◆ GOAL OF THE EXERCISE
All of the records listed below should be retyped exactly.

Excerpts from a detection dataset:
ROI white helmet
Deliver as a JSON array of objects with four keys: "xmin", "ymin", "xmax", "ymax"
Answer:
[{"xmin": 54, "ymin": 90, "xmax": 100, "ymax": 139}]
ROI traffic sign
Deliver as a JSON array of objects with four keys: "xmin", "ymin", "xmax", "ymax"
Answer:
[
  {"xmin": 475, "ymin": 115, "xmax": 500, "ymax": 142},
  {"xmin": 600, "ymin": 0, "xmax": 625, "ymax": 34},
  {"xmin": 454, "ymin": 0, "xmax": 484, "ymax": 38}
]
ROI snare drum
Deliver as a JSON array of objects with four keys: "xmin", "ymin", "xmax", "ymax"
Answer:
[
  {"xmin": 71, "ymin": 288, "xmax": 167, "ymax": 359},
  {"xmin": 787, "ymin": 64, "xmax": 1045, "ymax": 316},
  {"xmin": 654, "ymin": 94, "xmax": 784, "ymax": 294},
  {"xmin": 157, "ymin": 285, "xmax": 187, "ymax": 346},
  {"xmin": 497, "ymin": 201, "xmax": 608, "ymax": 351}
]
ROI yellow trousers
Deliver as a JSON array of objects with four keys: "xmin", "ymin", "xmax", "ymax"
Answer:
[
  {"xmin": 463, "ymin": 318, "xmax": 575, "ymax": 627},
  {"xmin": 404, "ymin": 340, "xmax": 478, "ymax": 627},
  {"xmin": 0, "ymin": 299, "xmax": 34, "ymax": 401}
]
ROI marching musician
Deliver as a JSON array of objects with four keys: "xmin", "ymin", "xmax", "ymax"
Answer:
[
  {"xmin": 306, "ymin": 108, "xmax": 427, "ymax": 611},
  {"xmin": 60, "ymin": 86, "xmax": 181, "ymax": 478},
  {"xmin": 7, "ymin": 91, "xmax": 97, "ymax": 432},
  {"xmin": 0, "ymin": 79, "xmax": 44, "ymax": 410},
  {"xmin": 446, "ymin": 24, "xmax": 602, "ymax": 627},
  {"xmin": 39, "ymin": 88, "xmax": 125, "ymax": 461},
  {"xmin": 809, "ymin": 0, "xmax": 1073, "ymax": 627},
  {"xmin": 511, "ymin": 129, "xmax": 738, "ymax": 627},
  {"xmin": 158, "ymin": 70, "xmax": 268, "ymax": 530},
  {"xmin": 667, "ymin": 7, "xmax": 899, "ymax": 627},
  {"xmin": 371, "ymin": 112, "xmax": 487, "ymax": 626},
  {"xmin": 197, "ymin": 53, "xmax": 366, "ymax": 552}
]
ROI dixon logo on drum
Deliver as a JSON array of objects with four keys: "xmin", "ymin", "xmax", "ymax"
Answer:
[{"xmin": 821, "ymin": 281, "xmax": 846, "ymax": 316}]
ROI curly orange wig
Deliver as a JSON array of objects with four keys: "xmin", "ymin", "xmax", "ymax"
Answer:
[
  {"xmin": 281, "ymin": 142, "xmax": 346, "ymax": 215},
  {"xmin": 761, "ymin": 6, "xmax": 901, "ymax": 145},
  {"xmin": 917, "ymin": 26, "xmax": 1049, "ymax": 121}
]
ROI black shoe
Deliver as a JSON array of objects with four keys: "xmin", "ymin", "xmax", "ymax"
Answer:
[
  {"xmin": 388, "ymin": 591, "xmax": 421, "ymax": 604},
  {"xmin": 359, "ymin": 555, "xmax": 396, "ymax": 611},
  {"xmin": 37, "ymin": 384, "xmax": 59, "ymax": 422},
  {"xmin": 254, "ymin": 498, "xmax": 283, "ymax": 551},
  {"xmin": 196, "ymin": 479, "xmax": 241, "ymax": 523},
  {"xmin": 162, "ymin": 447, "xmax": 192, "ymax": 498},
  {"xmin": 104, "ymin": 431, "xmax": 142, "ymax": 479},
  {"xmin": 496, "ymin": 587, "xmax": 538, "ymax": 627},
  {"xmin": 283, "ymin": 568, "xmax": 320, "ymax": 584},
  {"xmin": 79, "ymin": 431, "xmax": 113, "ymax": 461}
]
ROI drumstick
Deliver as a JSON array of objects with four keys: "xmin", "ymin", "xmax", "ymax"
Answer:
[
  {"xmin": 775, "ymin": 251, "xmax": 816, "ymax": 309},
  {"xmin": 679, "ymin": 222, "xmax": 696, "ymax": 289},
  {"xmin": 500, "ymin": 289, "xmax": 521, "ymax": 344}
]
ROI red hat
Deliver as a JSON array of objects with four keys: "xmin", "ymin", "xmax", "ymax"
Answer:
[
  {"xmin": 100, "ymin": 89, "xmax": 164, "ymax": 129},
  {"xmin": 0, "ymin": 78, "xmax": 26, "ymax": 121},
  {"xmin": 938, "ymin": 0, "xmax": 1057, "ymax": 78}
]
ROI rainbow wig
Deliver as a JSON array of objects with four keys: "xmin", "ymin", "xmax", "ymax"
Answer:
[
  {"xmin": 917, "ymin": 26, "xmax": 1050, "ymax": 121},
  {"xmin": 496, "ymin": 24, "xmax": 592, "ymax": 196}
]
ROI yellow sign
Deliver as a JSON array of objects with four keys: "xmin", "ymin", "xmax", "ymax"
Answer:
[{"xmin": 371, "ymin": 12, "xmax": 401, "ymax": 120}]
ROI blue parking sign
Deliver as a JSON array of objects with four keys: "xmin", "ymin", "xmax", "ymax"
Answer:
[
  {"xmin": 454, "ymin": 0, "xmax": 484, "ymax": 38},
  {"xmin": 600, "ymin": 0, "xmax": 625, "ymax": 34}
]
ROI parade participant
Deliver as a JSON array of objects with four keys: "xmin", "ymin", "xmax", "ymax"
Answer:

◆ THE ANSWER
ROI white helmet
Deliver as a JSON array of objects with four keys: "xmin", "ymin", "xmax", "ymax"
Answer:
[{"xmin": 54, "ymin": 90, "xmax": 100, "ymax": 139}]
ROI traffic sign
Deliver as a JSON array of objects with four keys: "xmin", "ymin", "xmax", "ymax"
Answer:
[
  {"xmin": 475, "ymin": 115, "xmax": 500, "ymax": 142},
  {"xmin": 600, "ymin": 0, "xmax": 625, "ymax": 34},
  {"xmin": 454, "ymin": 0, "xmax": 484, "ymax": 38}
]
ROI snare drum
Deliver as a JSON array of objects with four keys: "xmin", "ymin", "xmax", "ymax"
Answer:
[
  {"xmin": 71, "ymin": 288, "xmax": 167, "ymax": 359},
  {"xmin": 787, "ymin": 64, "xmax": 1045, "ymax": 316},
  {"xmin": 654, "ymin": 94, "xmax": 784, "ymax": 294},
  {"xmin": 157, "ymin": 285, "xmax": 187, "ymax": 346},
  {"xmin": 497, "ymin": 201, "xmax": 608, "ymax": 351}
]
ROI yellow trousers
Deliver as a JSON array of objects with four keys: "xmin", "ymin", "xmax", "ymax"
Answer:
[
  {"xmin": 463, "ymin": 318, "xmax": 575, "ymax": 627},
  {"xmin": 404, "ymin": 340, "xmax": 478, "ymax": 627},
  {"xmin": 0, "ymin": 299, "xmax": 34, "ymax": 401}
]
ROI marching musician
Deliver as a JSON array of objects with four keys: "xmin", "ymin", "xmax", "ymax"
Answer:
[
  {"xmin": 306, "ymin": 108, "xmax": 427, "ymax": 611},
  {"xmin": 60, "ymin": 86, "xmax": 181, "ymax": 478},
  {"xmin": 7, "ymin": 91, "xmax": 97, "ymax": 432},
  {"xmin": 0, "ymin": 79, "xmax": 44, "ymax": 410},
  {"xmin": 446, "ymin": 24, "xmax": 602, "ymax": 627},
  {"xmin": 39, "ymin": 88, "xmax": 125, "ymax": 461},
  {"xmin": 809, "ymin": 0, "xmax": 1073, "ymax": 627},
  {"xmin": 511, "ymin": 129, "xmax": 738, "ymax": 627},
  {"xmin": 158, "ymin": 70, "xmax": 268, "ymax": 530},
  {"xmin": 667, "ymin": 7, "xmax": 899, "ymax": 627},
  {"xmin": 371, "ymin": 112, "xmax": 487, "ymax": 626},
  {"xmin": 197, "ymin": 53, "xmax": 366, "ymax": 552}
]
ROI dixon logo on drum
Deliver as a JSON array of objects with four keys: "xmin", "ymin", "xmax", "ymax"
Answer:
[{"xmin": 821, "ymin": 281, "xmax": 846, "ymax": 316}]
ROI curly orange wig
Deliver as a JSON array of objects with four keys: "xmin", "ymin", "xmax", "ymax"
Answer:
[
  {"xmin": 281, "ymin": 142, "xmax": 346, "ymax": 215},
  {"xmin": 761, "ymin": 6, "xmax": 901, "ymax": 145},
  {"xmin": 917, "ymin": 26, "xmax": 1049, "ymax": 121}
]
ROI black shoe
Deliver as a JSON array of objects with four keys: "xmin", "ymin", "xmax", "ymax"
Answer:
[
  {"xmin": 388, "ymin": 591, "xmax": 421, "ymax": 604},
  {"xmin": 359, "ymin": 555, "xmax": 396, "ymax": 611},
  {"xmin": 37, "ymin": 384, "xmax": 59, "ymax": 422},
  {"xmin": 254, "ymin": 498, "xmax": 283, "ymax": 551},
  {"xmin": 196, "ymin": 479, "xmax": 241, "ymax": 523},
  {"xmin": 162, "ymin": 447, "xmax": 192, "ymax": 498},
  {"xmin": 104, "ymin": 431, "xmax": 142, "ymax": 479},
  {"xmin": 496, "ymin": 587, "xmax": 538, "ymax": 627},
  {"xmin": 283, "ymin": 568, "xmax": 320, "ymax": 584},
  {"xmin": 79, "ymin": 431, "xmax": 113, "ymax": 461}
]
ROI drumstick
Deliver as a JSON array of objects with four keys: "xmin", "ymin", "xmax", "ymax"
Answer:
[
  {"xmin": 775, "ymin": 251, "xmax": 816, "ymax": 309},
  {"xmin": 679, "ymin": 222, "xmax": 696, "ymax": 289},
  {"xmin": 500, "ymin": 289, "xmax": 521, "ymax": 344}
]
ROI red hat
Deliver as a JSON array of objects with four keys: "xmin", "ymin", "xmax", "ymax"
Answer:
[
  {"xmin": 100, "ymin": 89, "xmax": 164, "ymax": 129},
  {"xmin": 0, "ymin": 78, "xmax": 26, "ymax": 121},
  {"xmin": 938, "ymin": 0, "xmax": 1057, "ymax": 78}
]
ROI rainbow wig
Deliver as a JSON array of objects with four keys: "xmin", "ymin", "xmax", "ymax"
Answer:
[
  {"xmin": 917, "ymin": 26, "xmax": 1050, "ymax": 121},
  {"xmin": 496, "ymin": 24, "xmax": 592, "ymax": 196}
]
ROI yellow sign
Deliver as a JSON array of objects with four keys: "xmin", "ymin", "xmax", "ymax"
Answer:
[{"xmin": 371, "ymin": 12, "xmax": 401, "ymax": 120}]
ROI blue parking sign
Deliver as a JSON array of objects with four keys: "xmin", "ymin", "xmax", "ymax"
Answer:
[
  {"xmin": 454, "ymin": 0, "xmax": 484, "ymax": 38},
  {"xmin": 600, "ymin": 0, "xmax": 625, "ymax": 34}
]
ROI parade participant
Deliver as a JSON array of objects with four keys: "xmin", "ymin", "xmax", "ymax"
Answer:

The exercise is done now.